Text shown
====
The book is about Gabriel, who is a cop deep undercover in a drug cartel. He's been there for a while. He has no family. You get the picture.

While meeting a contact, he instead meets a guy who he has amazingly hot sex with (the sex scenes are worth reading) without getting his name.

The guy it turns out later is, of course, Miguel Ortega, second to the head of the other drug cartel. The two cartels are merging via marriage (the daughter of Gabriel's boss and the boss of the other one), and Gabriel keeps getting hit on by the daughter, who somehow never figures out he's gay.

Anyway, Gabriel and Ortega head to Mexico where they have more really hot sex and nearly get blown up. They come back and Gabriel insists to his boss that he's going to continue his undercover work even though his cover is very close to being blown.

It's not a horrible plot, but it's not particularly well written. And then, in the middle of the book, we, for some unknown reason, switch to Ortega's point of view. In case you don't know me, I should tell you that I hate random pov switches. Things should either stick with one character the whole way through or alternate in some sort of deliberate pattern.

Once we switch to Ortega's pov, we learn that his real name is Antonio Lorenzo and he is undercover with the FBI. I'm sure you're as shocked as I was to learn this. Anyway, he also learns that Gabriel is undercover and that his cover is close to being blown.

Equally shockingly, Gabriel's cover is blown at the showdown between cartels and suppliers or whatever (do the details really matter?), and a bag of uncut heroin explodes all over him. The exposure to that much pure heroin makes him go blind. Yes, that's right, one of our main characters goes blind halfway through the book and the whole focus of the story changes.

There's a lot of blahblahblah where Gabriel is in the hospital, and eventually he agrees to go to a safehouse with Antonio who is (a) in love with him and (b) conveniently able to take over Gabriel's care/protection.

At this point, you could play some kind of bad erotica cliche bingo or drinking game and win easily.

The book pretty much goes even farther downhill from there. I'm not sure it's worth reskimming to tell you what happens in the rest of it, because it's not very good.

Really, take my advice: if you somehow end up with this book in your hands, read the sex scenes (especially the first two) and skip the rest.
====
Dataset items:
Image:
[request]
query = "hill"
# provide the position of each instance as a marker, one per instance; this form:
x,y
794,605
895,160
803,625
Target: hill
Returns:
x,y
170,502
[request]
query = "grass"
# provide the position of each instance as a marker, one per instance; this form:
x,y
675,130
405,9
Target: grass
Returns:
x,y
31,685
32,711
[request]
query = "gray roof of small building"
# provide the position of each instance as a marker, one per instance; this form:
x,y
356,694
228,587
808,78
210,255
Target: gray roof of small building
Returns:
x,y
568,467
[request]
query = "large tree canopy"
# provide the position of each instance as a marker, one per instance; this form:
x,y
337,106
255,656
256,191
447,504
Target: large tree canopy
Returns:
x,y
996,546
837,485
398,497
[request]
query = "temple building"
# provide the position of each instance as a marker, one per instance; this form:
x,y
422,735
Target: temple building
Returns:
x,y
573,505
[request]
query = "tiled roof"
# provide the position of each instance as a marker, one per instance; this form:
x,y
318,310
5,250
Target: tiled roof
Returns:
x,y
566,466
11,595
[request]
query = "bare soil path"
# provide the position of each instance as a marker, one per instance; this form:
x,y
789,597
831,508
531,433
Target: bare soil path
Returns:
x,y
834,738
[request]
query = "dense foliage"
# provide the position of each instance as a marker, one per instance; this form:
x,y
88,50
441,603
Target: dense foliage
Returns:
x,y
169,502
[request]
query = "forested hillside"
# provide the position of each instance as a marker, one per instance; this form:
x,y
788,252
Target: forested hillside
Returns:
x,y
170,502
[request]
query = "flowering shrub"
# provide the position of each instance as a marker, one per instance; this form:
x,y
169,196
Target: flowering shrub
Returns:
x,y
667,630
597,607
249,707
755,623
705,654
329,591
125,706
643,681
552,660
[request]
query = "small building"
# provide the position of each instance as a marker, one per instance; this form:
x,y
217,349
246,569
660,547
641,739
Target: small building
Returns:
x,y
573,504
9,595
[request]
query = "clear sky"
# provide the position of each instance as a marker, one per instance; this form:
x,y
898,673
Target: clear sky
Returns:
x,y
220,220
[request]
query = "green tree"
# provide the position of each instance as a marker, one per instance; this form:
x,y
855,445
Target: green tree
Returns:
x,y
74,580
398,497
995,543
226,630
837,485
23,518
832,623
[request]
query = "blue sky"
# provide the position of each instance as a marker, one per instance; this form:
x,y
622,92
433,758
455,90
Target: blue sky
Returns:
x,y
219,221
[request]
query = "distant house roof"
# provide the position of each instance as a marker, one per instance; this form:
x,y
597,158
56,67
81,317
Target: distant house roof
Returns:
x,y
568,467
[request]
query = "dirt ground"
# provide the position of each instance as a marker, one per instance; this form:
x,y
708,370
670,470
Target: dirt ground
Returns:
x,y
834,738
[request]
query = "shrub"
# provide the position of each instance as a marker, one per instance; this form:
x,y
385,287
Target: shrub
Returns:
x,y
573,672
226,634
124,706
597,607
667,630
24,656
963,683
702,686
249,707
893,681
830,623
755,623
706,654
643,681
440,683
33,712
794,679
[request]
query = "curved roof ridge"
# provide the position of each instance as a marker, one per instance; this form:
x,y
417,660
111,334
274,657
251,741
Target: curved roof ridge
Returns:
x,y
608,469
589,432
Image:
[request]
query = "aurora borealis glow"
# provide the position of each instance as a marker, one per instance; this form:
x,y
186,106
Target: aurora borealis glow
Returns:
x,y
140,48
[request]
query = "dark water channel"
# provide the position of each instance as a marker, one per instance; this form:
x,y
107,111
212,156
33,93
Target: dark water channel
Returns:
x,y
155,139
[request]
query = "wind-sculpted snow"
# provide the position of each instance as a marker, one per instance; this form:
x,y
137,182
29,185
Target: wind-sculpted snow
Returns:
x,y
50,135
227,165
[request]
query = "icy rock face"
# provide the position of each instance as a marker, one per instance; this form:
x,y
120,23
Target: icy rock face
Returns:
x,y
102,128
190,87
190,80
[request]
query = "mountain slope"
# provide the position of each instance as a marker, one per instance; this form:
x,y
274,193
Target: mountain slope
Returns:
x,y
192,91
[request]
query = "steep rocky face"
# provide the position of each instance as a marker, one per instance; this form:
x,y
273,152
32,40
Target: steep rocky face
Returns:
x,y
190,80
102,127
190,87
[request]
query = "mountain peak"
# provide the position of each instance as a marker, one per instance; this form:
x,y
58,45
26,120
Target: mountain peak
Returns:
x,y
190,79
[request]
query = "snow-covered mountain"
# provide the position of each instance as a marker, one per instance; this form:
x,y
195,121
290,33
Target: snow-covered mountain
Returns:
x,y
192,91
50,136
====
Exercise instructions
Reproduce the book review word for word, starting at "Once we switch" and ending at "over Gabriel's care/protection.".

Exercise output
Once we switch to Ortega's pov, we learn that his real name is Antonio Lorenzo and he is undercover with the FBI. I'm sure you're as shocked as I was to learn this. Anyway, he also learns that Gabriel is undercover and that his cover is close to being blown.

Equally shockingly, Gabriel's cover is blown at the showdown between cartels and suppliers or whatever (do the details really matter?), and a bag of uncut heroin explodes all over him. The exposure to that much pure heroin makes him go blind. Yes, that's right, one of our main characters goes blind halfway through the book and the whole focus of the story changes.

There's a lot of blahblahblah where Gabriel is in the hospital, and eventually he agrees to go to a safehouse with Antonio who is (a) in love with him and (b) conveniently able to take over Gabriel's care/protection.